:: GIVEN TEXT ::
Author

Emorie D Beck

Download .Rmd (won’t work in Safari or IE)
See GitHub Repository

For a much more exhaustive tutorial, see this.

Workspace

Packages

First let’s load in our packages. We’re going to load in a couple of extras (brms and tidybayes) that we haven’t used before. These will let us make some pretty plots later.

Code
library(psych)
library(knitr)
library(kableExtra)
library(lme4)
library(broom.mixed)
library(brms)
library(tidybayes)
library(plyr)
library(tidyverse)

data_path <- "https://github.com/emoriebeck/R-tutorials/raw/master"

Read in Data

The National Longitudinal Study of Youths 1979 Child and Young Adult Sample (NLSYCYA) is a longitudinal study conducted by the National Bureau of Labor Statistics. The sample includes the children of the original 1979 sample, of which we will use a small subset. Here, we are going to use a subset of the more than 11,000 variables available that include the following:

Item Name Description Time-Varying?
PROC_CID Participant ID No
Dem_DOB Year of Date of Birth No
groups Jail, Community Service, None No
DemPWeight Weight Percentile at age 10 No
age Age of participant Yes
Year Year of Survey Yes
age0 Age of participant (centered) Yes
SensSeek Sensation-Seeking Composite Yes
CESD CESD Depression Composite Yes
Code
load(url(sprintf("%s/11-ggplot-p3-mlm/data/sample.RData", data_path)))

sample_dat

Restructure Data

These data are already largely cleaned as that is not our focus today. We just need to do a little bit of restructuring.

To run our models using purrr, we need to restrucutre the data to long. While we’re at it, we need to create a time variable centered at zero, so we can interpret our moderators later.

Code
(df1_long <- sample_dat %>%
  gather(key = trait, value = value, CESD, SensSeek, na.rm = T) %>%
   mutate(wave = year - 1996,
          age0 = age-16)) 

The Basic Growth Model

We’ll start with the basic growth model (just looking at change in a single variable over time).

we will use list columns to do it. We’ll start by using the group_by() and nest() functions from dplyr and tidyr to put the data for each trait into a cell of our data frame:

Code
(df1_nested <- df1_long %>%
  group_by(trait) %>%
  nest())
:::
:: SUPPLIED INFORMATION ::
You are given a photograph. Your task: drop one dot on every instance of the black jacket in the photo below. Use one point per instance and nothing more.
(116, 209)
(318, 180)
:::
> **CHALLENGES**:
1. In the tutorial's table of variables, which item names are marked as time-varying?
2. Transcribe the part of the tutorial that begins with the words containing "library(tidyverse)" and ends with "Name Description Time-Varying?".

> **ANSWERS FOR THE EXERCISE**:
1. age, Year, age0, SensSeek, CESD

2.
library(tidyverse)

data_path <- "https://github.com/emoriebeck/R-tutorials/raw/master"

Read in Data

The National Longitudinal Study of Youths 1979 Child and Young Adult Sample (NLSYCYA) is a longitudinal study conducted by the National Bureau of Labor Statistics. The sample includes the children of the original 1979 sample, of which we will use a small subset. Here, we are going to use a subset of the more than 11,000 variables available that include the following:

Item Name Description Time-Varying?